**The problem**
Would you retype the whole listing exactly, leaving its pictures out?
Material for the task section start
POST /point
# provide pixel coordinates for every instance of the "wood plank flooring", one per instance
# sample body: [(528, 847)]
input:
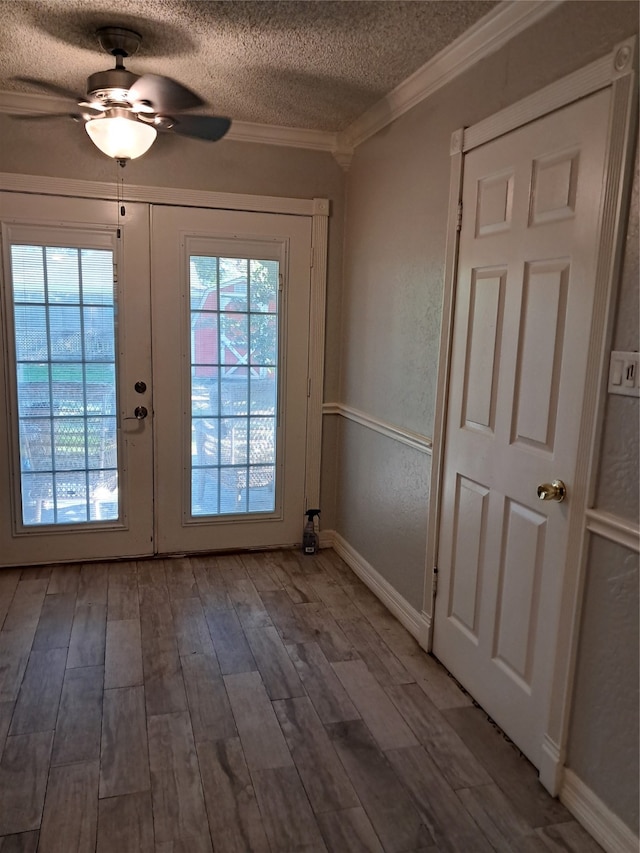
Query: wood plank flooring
[(243, 703)]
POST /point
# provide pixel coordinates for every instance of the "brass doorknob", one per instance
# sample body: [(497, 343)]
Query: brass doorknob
[(556, 491)]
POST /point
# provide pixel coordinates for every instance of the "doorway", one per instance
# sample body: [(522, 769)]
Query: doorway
[(528, 298), (156, 378)]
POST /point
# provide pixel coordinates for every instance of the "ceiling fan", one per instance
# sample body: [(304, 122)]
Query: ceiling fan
[(123, 112)]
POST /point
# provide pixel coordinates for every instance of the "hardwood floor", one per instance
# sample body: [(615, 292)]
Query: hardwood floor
[(243, 704)]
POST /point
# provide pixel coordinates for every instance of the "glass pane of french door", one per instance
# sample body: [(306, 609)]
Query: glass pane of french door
[(64, 339), (234, 384), (76, 468), (232, 290)]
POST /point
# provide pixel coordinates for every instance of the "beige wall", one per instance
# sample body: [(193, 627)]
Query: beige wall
[(395, 233)]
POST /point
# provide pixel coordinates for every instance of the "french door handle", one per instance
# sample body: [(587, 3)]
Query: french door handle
[(139, 414), (556, 491)]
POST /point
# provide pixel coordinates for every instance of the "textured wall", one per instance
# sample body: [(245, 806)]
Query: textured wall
[(603, 746), (384, 498), (603, 743), (619, 469), (395, 235)]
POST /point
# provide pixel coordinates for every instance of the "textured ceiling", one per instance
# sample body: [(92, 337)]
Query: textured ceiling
[(308, 64)]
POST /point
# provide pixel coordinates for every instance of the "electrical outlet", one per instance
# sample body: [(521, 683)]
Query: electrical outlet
[(624, 375)]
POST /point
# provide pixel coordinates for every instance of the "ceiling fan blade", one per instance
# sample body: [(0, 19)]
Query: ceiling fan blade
[(44, 116), (164, 94), (52, 88), (210, 128)]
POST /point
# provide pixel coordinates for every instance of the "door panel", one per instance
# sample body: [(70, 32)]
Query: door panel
[(76, 464), (231, 329), (524, 302)]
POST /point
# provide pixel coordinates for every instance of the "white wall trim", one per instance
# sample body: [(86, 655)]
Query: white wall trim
[(487, 36), (317, 323), (41, 185), (413, 620), (597, 818), (404, 436), (614, 529), (593, 77)]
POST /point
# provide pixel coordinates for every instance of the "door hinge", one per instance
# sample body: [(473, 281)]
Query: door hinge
[(459, 217)]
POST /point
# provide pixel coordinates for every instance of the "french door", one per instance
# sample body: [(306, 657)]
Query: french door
[(155, 382), (230, 325)]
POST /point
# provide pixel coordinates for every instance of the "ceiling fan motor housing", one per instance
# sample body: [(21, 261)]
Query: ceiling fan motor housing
[(111, 86)]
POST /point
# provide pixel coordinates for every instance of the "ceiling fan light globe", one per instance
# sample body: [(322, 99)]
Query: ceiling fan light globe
[(120, 137)]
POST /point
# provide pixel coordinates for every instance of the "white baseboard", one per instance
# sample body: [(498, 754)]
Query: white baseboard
[(416, 623), (599, 821)]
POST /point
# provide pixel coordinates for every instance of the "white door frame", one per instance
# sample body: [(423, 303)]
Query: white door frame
[(317, 209), (617, 70)]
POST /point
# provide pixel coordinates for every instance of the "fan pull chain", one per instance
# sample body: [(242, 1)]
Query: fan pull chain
[(120, 209)]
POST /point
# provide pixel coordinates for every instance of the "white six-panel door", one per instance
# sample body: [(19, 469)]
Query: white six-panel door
[(523, 308)]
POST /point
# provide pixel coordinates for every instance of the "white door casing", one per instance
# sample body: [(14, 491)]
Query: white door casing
[(504, 613)]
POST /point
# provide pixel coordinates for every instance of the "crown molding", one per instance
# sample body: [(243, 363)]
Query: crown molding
[(29, 103), (271, 134), (487, 36)]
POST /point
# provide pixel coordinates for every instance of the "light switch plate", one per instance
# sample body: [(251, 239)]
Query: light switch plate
[(623, 374)]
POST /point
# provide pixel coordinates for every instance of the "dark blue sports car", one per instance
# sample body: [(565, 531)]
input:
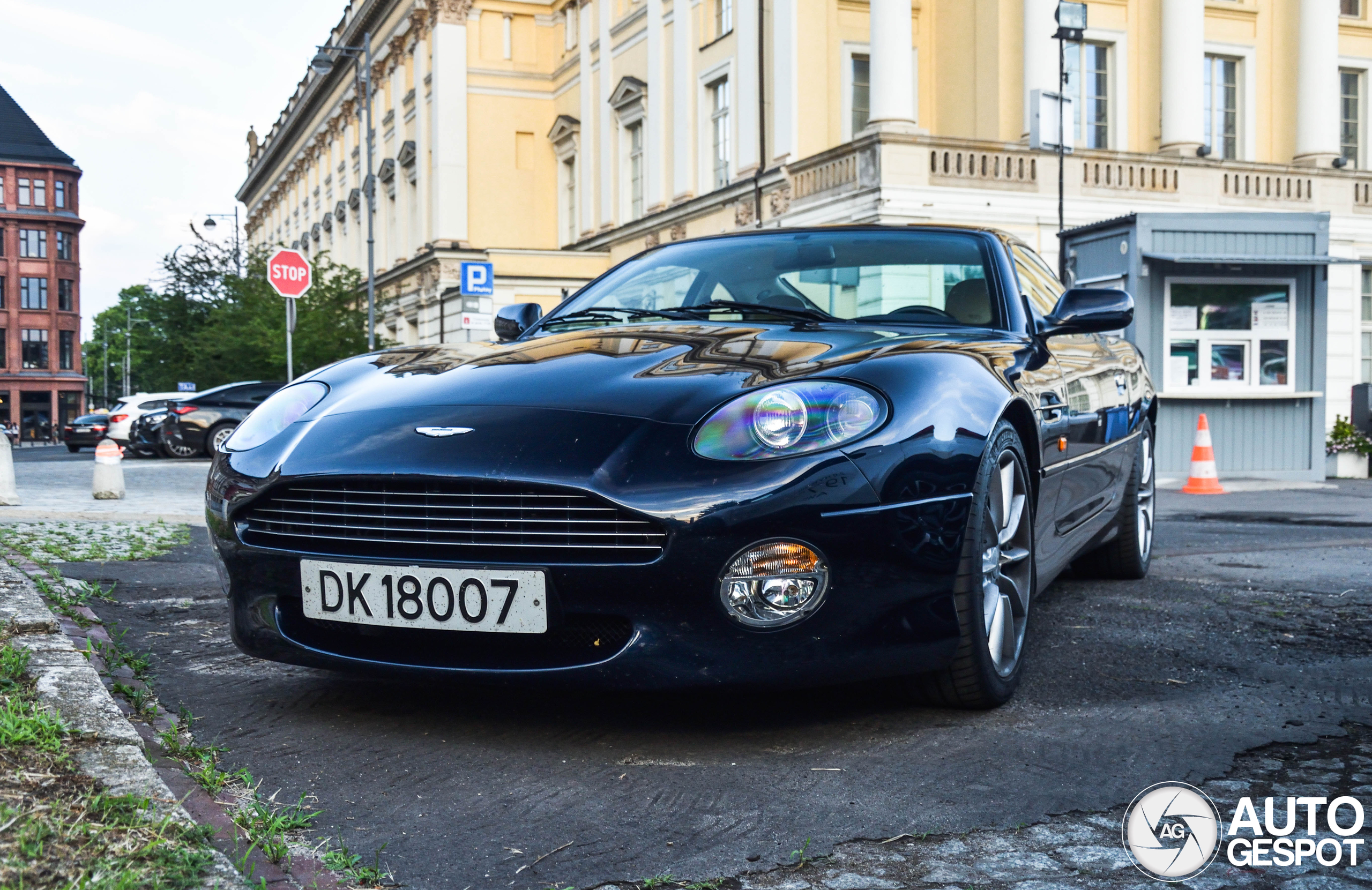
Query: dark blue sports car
Material for the task section end
**Task output**
POST /point
# provide pixel coordinates for every instance of the "wood plank flooring", one per instance
# sample body: [(528, 847)]
input:
Query: wood plank flooring
[(243, 703)]
POST /point
# provide pixel coordinates for every instance of the "brass doorknob", one per instance
# sample body: [(497, 343)]
Query: brass doorknob
[(556, 491)]
POST /point
# provide pixel coordinates for every instance of the "doorway", one per instance
# sample body: [(522, 769)]
Query: doorway
[(528, 298), (156, 378)]
POST /point
# provide pixel coordinates for every instance of the "ceiling fan", one per instance
# sample body: [(304, 122)]
Query: ceiling fan
[(123, 112)]
POST /point
# provide pixel coordinates for every instance of the "hardwood floor", one per instance
# sample body: [(615, 292)]
Query: hardwood floor
[(243, 704)]
POST /point
# provide pixel coordinates for every instance of the "glass pane of french door", one per instance
# sample body: [(306, 609)]
Query: glass pane of french door
[(64, 339), (234, 384), (76, 468), (232, 290)]
POST /point
# provide pixel coordinates for every instance of the "beige wall", one per instance
# sample body: [(193, 627)]
Query: beige wall
[(395, 233)]
POST /point
# provide pixel coordinates for every instance of the "french door handle", one per instance
# sample body: [(587, 3)]
Query: french door handle
[(139, 414), (556, 491)]
POST /point
# provide pixel coordinates for every instance of the "textured wall", one per instance
# sample body: [(245, 806)]
Query: textured wall
[(603, 746), (384, 498), (603, 743), (619, 469), (395, 235)]
POST /point
# provide pixel coordinates for every instance of the "textured ceiling", one per instance
# sample body: [(92, 337)]
Query: textured ceiling
[(308, 64)]
POST /point
# provide pixel coordinates for every instance of the "electrical outlet", one per instance
# sample body: [(521, 683)]
Query: electrical outlet
[(624, 375)]
POST /point
# provide pixel coordinates for every instance of the "ceiling fan blade", one per instance
# sample body: [(0, 19)]
Query: ceiling fan blade
[(44, 116), (164, 94), (52, 88), (210, 128)]
POST /point
# provide pixel coordinates for every instance of the "door panel", one per instance
# sample body: [(70, 32)]
Query: door panel
[(76, 464), (231, 329), (524, 302)]
POST /point
# provide pixel coordinates for every instance of the "white wall trim", one per instance
# sample body: [(86, 655)]
Query: white wall trim
[(487, 36), (317, 323), (41, 185), (413, 620), (597, 818), (404, 436), (614, 529), (593, 77)]
POST /point
# provide pixel coordinates for every instance of the "door hinge", one per instance
# sample body: [(473, 281)]
Query: door hinge
[(459, 217)]
POST /point
# provide pixel coordinates for every instance of the "french door", one per instance
# sample body: [(306, 657)]
Query: french door
[(155, 382), (230, 325)]
POST /point
# provide pixel coordinates for every instance of the "ceiling fan motor housing", one per instance
# sample body: [(21, 261)]
Query: ceiling fan motor housing
[(111, 86)]
POST /point
# provide pixel coordinates for every instance of the "ceiling fan light globe", one per instance
# sample body: [(322, 99)]
Query: ceiling fan light globe
[(120, 137)]
POST /point
# provide pixel coordinates for every instance of the "white baseboard", one per instance
# sample body: [(498, 754)]
Query: white baseboard
[(416, 623), (599, 821)]
POST /point
# provide pixel coordinates for every instance of the "white door frame", one per instance
# sample body: [(423, 303)]
Query: white door frame
[(317, 209), (617, 70)]
POST /point
# provide pixel coordinates for every instance of the "fan pull chain", one per instance
# sample body: [(242, 1)]
Query: fan pull chain
[(120, 209)]
POST /point
# provide pixel coordinates for every instance of the "white six-panel door", one per instance
# sample body: [(19, 469)]
Query: white six-panel door
[(523, 308)]
POST /point
# provide pixel coordinates for every instance of the "white door casing", one per instance
# sample body: [(14, 491)]
Query: white door casing
[(504, 613)]
POST /point
# provide pixel coordinates for every instance of the "crown molding", one per instance
# sample body: [(243, 363)]
Query: crown molding
[(29, 103), (271, 134), (487, 36)]
POST /point
# provide pixel coordinates for every instance of the "light switch plate", one per instance
# sample body: [(251, 239)]
Query: light switch plate
[(623, 374)]
POST /point
# provide pixel coordinates for every instance of the "dark blue sports car", one per instance
# sample body: [(565, 531)]
input:
Query: dark blue sports car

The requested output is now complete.